Your Total Daily Energy Expenditure (TDEE) is the total number of calories your body burns in a typical 24-hour period, accounting for your basal metabolic rate plus all physical activity. It is the single most important number for managing your weight and nutrition.

How to Use This Calculator

Enter your details into the calculator above and click the calculate button. Results are instant and personalised to your specific inputs. All formulas are evidence-based and transparently explained.

Medical Note

Results are for informational purposes only. Consult a qualified healthcare professional before making significant changes to your diet or exercise programme.

Quick Answer

TDEE (Total Daily Energy Expenditure) is the total calories you burn daily including all activity. It equals BMR × activity multiplier. For a moderately active adult, TDEE is typically BMR × 1.55. To lose 0.5 kg/week, eat 500 kcal below your TDEE. Recalculate every 4–6 weeks as your weight changes.

Why TDEE Is the Most Important Number in Nutrition

Total Daily Energy Expenditure is the total number of calories your body burns in a typical 24-hour period. It is not a fixed value — it fluctuates day to day based on your activity, but the weekly average is the single most important number for managing your weight. Eat consistently below your TDEE and you lose weight. Eat above it and you gain weight. Eat at your TDEE and your weight is stable. Everything else in nutrition — macros, meal timing, food quality — operates within this foundational calorie balance.

ENTRIES PROVIDED —
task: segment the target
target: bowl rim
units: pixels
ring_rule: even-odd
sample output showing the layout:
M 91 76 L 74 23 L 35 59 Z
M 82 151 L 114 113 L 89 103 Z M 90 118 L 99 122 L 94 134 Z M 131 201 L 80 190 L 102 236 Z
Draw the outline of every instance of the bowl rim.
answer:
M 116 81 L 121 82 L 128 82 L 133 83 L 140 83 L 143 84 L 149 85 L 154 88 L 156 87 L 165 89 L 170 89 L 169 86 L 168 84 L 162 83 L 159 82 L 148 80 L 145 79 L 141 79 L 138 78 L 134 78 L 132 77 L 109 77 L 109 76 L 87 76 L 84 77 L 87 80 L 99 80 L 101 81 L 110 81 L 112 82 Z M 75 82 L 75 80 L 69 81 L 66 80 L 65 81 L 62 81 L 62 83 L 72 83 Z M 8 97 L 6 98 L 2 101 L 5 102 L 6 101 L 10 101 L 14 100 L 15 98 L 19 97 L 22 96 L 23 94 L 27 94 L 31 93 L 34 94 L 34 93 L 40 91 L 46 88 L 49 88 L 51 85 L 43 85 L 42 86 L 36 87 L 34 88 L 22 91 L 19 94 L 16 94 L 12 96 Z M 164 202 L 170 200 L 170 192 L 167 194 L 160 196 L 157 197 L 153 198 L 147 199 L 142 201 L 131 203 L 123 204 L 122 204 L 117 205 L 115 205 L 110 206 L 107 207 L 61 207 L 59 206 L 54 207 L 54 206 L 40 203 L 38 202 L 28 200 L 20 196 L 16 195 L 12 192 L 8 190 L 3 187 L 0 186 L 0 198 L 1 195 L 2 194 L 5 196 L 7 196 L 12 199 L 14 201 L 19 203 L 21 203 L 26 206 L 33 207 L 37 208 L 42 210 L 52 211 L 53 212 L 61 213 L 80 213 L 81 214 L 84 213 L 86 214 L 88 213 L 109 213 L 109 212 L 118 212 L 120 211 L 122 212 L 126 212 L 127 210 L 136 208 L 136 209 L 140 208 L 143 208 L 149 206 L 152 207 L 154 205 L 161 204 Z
* * *
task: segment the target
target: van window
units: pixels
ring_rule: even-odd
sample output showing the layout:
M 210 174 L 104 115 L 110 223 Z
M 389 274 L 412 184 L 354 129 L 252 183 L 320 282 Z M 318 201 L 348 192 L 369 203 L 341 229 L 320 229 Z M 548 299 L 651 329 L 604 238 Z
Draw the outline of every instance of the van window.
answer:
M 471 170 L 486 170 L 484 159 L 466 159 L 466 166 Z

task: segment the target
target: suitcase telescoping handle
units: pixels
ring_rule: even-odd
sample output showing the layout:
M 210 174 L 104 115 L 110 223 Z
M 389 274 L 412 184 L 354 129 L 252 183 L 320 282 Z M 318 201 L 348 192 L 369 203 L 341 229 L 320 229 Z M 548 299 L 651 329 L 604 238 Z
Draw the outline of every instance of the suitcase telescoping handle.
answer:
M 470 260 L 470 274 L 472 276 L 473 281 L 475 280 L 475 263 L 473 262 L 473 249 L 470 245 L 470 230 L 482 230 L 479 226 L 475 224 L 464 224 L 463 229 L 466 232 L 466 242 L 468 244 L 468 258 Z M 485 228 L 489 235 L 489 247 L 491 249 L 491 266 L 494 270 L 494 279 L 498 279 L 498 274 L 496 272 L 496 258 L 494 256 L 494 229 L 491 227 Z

TASK DIRECTIONS — Write out the complete text on Total Daily Energy Expenditure (TDEE) word for word, with no changes. These lines come from a different source than the text.

RESPONSE TO THE EXERCISE —
Your Total Daily Energy Expenditure (TDEE) is the total number of calories your body burns in a typical 24-hour period, accounting for your basal metabolic rate plus all physical activity. It is the single most important number for managing your weight and nutrition.

How to Use This Calculator

Enter your details into the calculator above and click the calculate button. Results are instant and personalised to your specific inputs. All formulas are evidence-based and transparently explained.

Medical Note

Results are for informational purposes only. Consult a qualified healthcare professional before making significant changes to your diet or exercise programme.

Quick Answer

TDEE (Total Daily Energy Expenditure) is the total calories you burn daily including all activity. It equals BMR × activity multiplier. For a moderately active adult, TDEE is typically BMR × 1.55. To lose 0.5 kg/week, eat 500 kcal below your TDEE. Recalculate every 4–6 weeks as your weight changes.

Why TDEE Is the Most Important Number in Nutrition

Total Daily Energy Expenditure is the total number of calories your body burns in a typical 24-hour period. It is not a fixed value — it fluctuates day to day based on your activity, but the weekly average is the single most important number for managing your weight. Eat consistently below your TDEE and you lose weight. Eat above it and you gain weight. Eat at your TDEE and your weight is stable. Everything else in nutrition — macros, meal timing, food quality — operates within this foundational calorie balance.